What you need to do | Set it all down exactly, every record and every line.

Data excerpts |
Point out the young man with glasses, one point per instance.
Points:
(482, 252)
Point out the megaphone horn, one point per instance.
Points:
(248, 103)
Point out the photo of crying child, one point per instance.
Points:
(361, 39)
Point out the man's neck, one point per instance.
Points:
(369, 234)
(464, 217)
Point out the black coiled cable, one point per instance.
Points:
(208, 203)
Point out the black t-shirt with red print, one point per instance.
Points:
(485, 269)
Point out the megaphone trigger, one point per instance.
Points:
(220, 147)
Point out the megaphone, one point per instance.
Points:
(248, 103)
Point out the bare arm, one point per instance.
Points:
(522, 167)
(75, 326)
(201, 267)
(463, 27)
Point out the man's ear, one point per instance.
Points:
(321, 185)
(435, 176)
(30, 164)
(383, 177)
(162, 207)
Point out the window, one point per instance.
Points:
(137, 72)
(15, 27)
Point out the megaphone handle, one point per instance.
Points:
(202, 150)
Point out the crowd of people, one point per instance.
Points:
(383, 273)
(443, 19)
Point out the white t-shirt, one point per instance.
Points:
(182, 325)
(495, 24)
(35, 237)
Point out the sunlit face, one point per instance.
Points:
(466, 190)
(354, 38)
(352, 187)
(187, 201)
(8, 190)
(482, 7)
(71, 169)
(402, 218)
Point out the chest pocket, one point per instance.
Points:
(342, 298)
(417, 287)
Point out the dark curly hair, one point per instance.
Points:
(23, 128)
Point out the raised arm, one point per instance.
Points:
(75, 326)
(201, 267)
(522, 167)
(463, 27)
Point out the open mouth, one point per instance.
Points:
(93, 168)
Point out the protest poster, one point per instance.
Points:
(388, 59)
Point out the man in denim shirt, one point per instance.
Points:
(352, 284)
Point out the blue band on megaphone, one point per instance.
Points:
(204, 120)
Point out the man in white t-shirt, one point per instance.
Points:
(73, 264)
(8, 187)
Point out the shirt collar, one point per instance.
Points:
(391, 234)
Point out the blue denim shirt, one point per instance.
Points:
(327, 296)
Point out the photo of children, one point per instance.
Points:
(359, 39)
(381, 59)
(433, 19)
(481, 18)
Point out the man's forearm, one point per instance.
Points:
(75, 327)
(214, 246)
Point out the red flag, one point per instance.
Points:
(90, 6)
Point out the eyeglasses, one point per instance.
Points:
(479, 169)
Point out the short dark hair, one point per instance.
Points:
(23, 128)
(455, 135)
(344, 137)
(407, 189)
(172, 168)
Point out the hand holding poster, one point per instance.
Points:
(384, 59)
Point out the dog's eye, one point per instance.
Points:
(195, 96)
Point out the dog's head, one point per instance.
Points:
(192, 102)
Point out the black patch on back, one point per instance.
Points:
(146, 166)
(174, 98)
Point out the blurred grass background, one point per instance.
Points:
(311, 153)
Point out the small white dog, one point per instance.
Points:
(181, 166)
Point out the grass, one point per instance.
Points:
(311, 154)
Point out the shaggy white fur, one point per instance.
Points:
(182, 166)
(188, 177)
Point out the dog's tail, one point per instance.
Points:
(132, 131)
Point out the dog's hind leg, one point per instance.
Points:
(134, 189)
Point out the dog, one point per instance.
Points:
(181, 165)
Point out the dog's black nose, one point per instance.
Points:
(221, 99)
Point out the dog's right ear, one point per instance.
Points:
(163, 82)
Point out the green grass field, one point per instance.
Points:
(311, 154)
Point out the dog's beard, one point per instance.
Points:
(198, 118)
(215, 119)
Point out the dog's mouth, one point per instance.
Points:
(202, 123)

Answer space |
Point out the young man with glasses, one point per instance.
Points:
(482, 252)
Point out the megaphone horn, one point per instance.
Points:
(248, 103)
Point out the photo of crying child, one point per instance.
Points:
(361, 39)
Point out the man's neck, one point per instance.
Points:
(369, 234)
(464, 217)
Point out the black coiled cable, one point per instance.
Points:
(208, 203)
Point out the black t-shirt with red print, one point per instance.
Points:
(485, 269)
Point out the megaphone trigger, one point per instance.
Points:
(220, 147)
Point out the megaphone, one point per instance.
Points:
(248, 103)
Point out the bare arm, one point per instance.
Points:
(522, 167)
(75, 326)
(201, 267)
(463, 27)
Point out the man's ear, one point per instance.
Points:
(321, 185)
(435, 176)
(30, 164)
(383, 177)
(162, 207)
Point out the window, one point per instance.
Points:
(137, 72)
(15, 27)
Point out the megaphone handle, one point per instance.
Points:
(202, 150)
Point out the crowd of people, one point per instance.
Points:
(383, 273)
(443, 19)
Point out the white t-shirt, one point per instance.
Points:
(182, 325)
(495, 24)
(35, 237)
Point out the sunlit face, one point per instance.
Points:
(466, 190)
(354, 38)
(352, 187)
(187, 201)
(8, 190)
(482, 7)
(71, 169)
(402, 218)
Point out the chest pocket, one point per instance.
Points:
(342, 298)
(417, 287)
Point out the dark curly hair, one point per instance.
Points:
(23, 128)
Point out the raised arm, one point per instance.
Points:
(75, 326)
(201, 267)
(522, 167)
(463, 27)
Point out the open mouth, one point per instance.
Points:
(93, 168)
Point out the protest poster, one point per instance.
Points:
(388, 59)
Point out the man in denim shirt, one point per instance.
Points:
(352, 284)
Point out the blue band on megaphone, one point per instance.
Points:
(204, 120)
Point out the man in white t-shirt, one point per instance.
Points:
(73, 264)
(8, 187)
Point out the shirt collar, one point per instance.
Points:
(391, 234)
Point out the blue denim shirt, one point per instance.
Points:
(327, 296)
Point out the photo of children, one point per instance.
Points:
(359, 39)
(381, 59)
(433, 19)
(481, 18)
Point out the man's forearm, one point per instance.
Points:
(75, 327)
(214, 246)
Point out the red flag, one point per instance.
Points:
(90, 6)
Point out the eyeglasses, one point per instance.
Points:
(479, 169)
Point out the short dark hair, one point per instance.
Points:
(23, 128)
(455, 135)
(344, 137)
(407, 189)
(172, 168)
Point out the hand holding poster, one point per instance.
Points:
(384, 59)
Point out the dog's eye, one point per instance.
Points:
(195, 96)
Point out the dog's head, one point per instance.
Points:
(192, 102)
Point out the black patch on back, one point per instance.
Points:
(146, 166)
(174, 98)
Point out the blurred grass background, one point per instance.
Points:
(311, 153)
Point out the small white dog, one point per instance.
Points:
(181, 166)
Point out the grass, one point per instance.
Points:
(311, 154)
Point out the shaggy white fur, one point per instance.
Points:
(182, 166)
(188, 177)
Point out the dog's tail, one point per instance.
Points:
(132, 131)
Point out the dog's hind leg, one point per instance.
Points:
(134, 189)
Point out the dog, one point per instance.
Points:
(181, 165)
Point out the dog's black nose, one point per instance.
Points:
(221, 99)
Point out the dog's right ear, one point per instance.
Points:
(163, 82)
Point out the green grass field, one point per instance.
Points:
(311, 154)
Point out the dog's beard, one point per instance.
Points:
(198, 118)
(215, 119)
Point out the dog's mouth, one point per instance.
Points:
(202, 123)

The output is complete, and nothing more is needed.